### Activity
Look through the records below and give the number of lines holding the string "surface", nothing more.

BEGIN Provided material

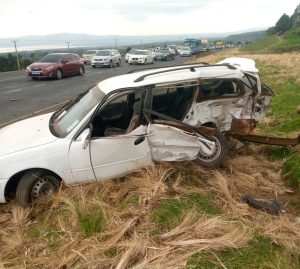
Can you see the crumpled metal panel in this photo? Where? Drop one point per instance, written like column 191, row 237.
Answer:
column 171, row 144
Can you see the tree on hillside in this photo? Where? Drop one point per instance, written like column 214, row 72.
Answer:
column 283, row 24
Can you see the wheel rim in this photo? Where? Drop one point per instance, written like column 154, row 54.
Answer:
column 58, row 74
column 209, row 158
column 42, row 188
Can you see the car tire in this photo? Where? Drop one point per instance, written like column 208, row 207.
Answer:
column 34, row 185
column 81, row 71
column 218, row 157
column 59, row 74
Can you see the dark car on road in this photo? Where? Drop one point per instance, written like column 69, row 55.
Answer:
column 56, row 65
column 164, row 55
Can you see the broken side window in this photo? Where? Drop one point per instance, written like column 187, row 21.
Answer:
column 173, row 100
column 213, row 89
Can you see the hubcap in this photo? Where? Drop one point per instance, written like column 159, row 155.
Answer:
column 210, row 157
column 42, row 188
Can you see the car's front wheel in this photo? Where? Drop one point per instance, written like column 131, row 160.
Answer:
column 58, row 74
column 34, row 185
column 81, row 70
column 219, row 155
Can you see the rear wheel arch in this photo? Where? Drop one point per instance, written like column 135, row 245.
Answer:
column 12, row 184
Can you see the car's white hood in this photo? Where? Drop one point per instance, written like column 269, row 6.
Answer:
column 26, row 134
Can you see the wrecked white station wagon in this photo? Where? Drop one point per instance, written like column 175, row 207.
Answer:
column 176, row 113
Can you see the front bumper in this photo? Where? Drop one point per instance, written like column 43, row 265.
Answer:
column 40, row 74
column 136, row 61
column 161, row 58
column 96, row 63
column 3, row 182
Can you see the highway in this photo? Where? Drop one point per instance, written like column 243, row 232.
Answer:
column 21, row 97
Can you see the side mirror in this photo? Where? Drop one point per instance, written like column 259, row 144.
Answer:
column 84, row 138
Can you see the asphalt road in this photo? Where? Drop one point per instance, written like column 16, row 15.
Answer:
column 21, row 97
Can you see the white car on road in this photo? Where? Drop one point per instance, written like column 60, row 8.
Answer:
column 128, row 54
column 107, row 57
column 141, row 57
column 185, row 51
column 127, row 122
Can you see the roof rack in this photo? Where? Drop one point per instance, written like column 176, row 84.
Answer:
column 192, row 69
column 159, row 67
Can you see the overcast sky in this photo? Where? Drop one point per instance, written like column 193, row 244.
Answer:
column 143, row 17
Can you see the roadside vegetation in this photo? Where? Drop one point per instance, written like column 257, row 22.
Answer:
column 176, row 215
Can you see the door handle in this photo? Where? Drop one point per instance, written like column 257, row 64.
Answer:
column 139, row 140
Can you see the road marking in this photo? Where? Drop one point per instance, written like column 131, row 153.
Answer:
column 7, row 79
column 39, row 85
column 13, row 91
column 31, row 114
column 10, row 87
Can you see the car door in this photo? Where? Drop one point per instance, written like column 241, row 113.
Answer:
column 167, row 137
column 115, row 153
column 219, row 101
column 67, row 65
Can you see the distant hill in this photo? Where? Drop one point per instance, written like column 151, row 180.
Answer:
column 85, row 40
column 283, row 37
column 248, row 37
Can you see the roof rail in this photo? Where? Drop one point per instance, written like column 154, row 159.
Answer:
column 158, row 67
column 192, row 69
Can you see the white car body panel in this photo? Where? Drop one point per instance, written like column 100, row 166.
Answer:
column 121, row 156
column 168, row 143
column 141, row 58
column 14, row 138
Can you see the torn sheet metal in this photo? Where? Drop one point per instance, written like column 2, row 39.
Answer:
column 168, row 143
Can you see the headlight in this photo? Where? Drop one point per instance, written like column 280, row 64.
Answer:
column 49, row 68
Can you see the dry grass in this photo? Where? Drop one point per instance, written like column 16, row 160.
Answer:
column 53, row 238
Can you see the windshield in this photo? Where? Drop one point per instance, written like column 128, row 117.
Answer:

END Provided material
BEGIN Provided material

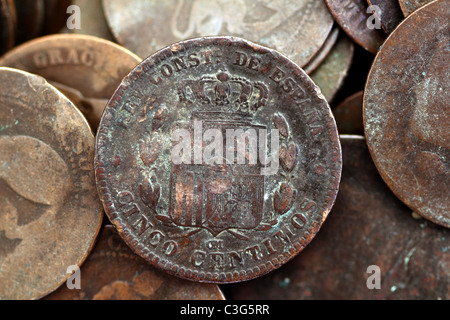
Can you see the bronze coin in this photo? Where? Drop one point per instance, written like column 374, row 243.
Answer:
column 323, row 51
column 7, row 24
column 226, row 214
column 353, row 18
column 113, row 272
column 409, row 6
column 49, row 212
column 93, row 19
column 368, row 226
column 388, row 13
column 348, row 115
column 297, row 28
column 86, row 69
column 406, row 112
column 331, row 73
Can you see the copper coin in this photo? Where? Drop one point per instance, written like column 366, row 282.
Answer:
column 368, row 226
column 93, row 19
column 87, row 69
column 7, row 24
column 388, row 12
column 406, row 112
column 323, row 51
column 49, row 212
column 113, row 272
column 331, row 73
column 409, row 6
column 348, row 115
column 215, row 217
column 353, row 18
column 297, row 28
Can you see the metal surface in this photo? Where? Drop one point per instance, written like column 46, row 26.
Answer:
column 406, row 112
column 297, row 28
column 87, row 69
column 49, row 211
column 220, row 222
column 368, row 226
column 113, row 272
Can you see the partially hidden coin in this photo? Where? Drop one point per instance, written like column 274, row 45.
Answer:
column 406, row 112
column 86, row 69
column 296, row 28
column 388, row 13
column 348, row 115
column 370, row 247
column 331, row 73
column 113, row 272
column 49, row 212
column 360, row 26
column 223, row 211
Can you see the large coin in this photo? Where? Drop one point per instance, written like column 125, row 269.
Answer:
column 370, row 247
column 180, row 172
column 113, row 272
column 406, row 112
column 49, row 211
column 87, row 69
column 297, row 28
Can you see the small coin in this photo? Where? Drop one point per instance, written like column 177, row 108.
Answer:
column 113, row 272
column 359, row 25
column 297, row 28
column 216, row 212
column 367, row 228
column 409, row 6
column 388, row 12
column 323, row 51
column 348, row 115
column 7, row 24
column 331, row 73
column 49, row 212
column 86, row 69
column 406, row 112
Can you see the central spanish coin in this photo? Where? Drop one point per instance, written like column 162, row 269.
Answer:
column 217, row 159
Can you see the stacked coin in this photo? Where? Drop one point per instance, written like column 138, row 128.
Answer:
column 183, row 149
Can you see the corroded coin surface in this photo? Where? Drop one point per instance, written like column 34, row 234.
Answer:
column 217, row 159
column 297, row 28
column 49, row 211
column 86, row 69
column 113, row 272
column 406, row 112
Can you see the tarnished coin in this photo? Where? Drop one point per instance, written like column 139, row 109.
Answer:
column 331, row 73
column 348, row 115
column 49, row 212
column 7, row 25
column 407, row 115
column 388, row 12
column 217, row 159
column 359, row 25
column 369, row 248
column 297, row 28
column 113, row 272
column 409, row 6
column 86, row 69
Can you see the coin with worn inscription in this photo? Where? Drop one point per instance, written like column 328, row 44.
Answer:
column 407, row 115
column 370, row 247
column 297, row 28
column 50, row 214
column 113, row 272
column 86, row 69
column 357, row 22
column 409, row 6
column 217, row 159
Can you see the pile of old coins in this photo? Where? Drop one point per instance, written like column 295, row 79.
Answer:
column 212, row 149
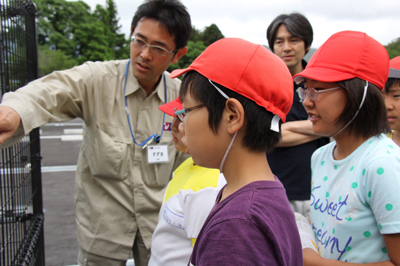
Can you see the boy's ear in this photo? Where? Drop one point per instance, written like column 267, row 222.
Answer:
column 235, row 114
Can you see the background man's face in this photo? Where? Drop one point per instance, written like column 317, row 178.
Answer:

END Provided material
BEGIN Provided material

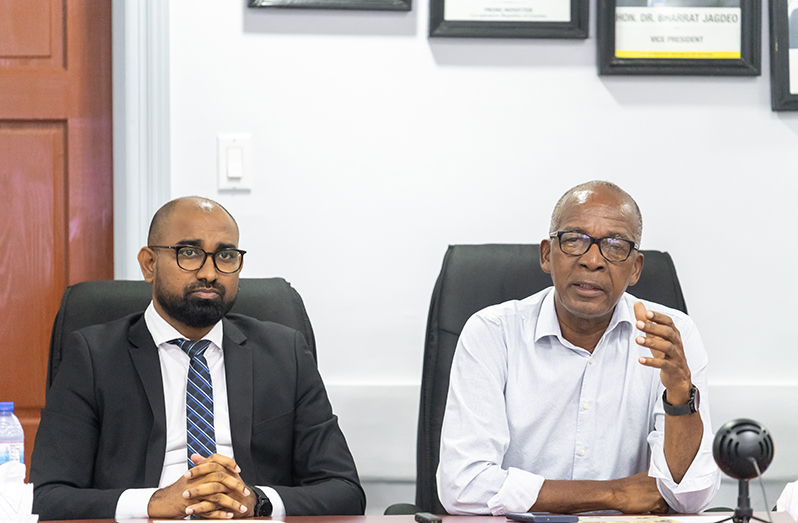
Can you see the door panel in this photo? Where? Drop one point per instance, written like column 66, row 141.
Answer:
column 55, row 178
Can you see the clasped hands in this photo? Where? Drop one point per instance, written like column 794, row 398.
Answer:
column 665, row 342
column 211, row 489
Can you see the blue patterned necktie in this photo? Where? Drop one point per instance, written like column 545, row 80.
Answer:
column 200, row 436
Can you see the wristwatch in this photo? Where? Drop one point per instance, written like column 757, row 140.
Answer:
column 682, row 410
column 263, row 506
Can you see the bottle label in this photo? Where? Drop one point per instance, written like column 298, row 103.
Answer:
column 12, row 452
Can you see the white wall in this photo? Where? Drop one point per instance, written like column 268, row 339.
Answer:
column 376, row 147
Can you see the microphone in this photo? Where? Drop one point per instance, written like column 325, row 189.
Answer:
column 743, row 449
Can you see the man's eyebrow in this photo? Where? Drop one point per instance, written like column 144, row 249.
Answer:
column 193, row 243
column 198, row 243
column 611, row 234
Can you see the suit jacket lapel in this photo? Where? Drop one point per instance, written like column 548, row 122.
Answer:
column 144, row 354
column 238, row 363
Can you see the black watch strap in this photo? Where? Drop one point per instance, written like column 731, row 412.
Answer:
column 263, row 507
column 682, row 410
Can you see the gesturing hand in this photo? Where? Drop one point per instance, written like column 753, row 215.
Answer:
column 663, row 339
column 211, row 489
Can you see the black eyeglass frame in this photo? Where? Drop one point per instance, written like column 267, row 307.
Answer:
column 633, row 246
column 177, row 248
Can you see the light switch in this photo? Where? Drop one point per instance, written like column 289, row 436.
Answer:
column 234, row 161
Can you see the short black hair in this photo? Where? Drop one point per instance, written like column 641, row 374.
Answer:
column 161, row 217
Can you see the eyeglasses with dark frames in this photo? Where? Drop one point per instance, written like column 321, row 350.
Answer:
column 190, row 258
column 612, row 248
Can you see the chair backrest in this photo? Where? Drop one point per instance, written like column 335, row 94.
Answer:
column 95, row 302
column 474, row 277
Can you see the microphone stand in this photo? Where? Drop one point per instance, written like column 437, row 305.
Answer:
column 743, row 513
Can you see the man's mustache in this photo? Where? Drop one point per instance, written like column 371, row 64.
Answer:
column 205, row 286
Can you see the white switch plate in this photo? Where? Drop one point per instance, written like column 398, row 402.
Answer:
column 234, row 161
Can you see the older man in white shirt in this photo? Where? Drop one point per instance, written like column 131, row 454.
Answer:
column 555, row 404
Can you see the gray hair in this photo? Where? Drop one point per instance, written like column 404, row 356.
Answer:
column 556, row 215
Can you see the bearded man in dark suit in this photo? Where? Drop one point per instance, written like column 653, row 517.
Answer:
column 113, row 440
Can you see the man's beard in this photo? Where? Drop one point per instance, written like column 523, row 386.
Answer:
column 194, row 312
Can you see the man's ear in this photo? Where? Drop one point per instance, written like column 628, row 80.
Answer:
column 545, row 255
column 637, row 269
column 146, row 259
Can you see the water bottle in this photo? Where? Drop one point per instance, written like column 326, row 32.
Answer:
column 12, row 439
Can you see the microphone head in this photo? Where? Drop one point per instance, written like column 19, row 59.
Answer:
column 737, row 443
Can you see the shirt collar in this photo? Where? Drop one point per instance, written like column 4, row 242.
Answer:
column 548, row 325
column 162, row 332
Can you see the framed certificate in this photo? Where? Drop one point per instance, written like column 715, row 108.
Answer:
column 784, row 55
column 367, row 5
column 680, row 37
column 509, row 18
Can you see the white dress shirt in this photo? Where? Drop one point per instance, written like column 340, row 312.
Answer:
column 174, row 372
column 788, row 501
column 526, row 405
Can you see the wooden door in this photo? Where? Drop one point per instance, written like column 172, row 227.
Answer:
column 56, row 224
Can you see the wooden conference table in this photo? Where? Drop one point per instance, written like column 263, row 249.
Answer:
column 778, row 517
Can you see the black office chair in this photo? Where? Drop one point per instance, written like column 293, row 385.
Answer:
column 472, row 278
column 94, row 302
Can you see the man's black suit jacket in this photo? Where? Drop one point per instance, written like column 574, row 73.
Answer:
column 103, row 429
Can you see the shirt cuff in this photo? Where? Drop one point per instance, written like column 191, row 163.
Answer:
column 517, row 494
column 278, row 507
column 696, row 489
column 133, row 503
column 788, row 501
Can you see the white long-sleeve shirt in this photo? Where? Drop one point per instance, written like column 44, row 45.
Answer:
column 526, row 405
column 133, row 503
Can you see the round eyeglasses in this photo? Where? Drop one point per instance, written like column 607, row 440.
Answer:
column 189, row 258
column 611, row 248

END Provided material

### Answer area
2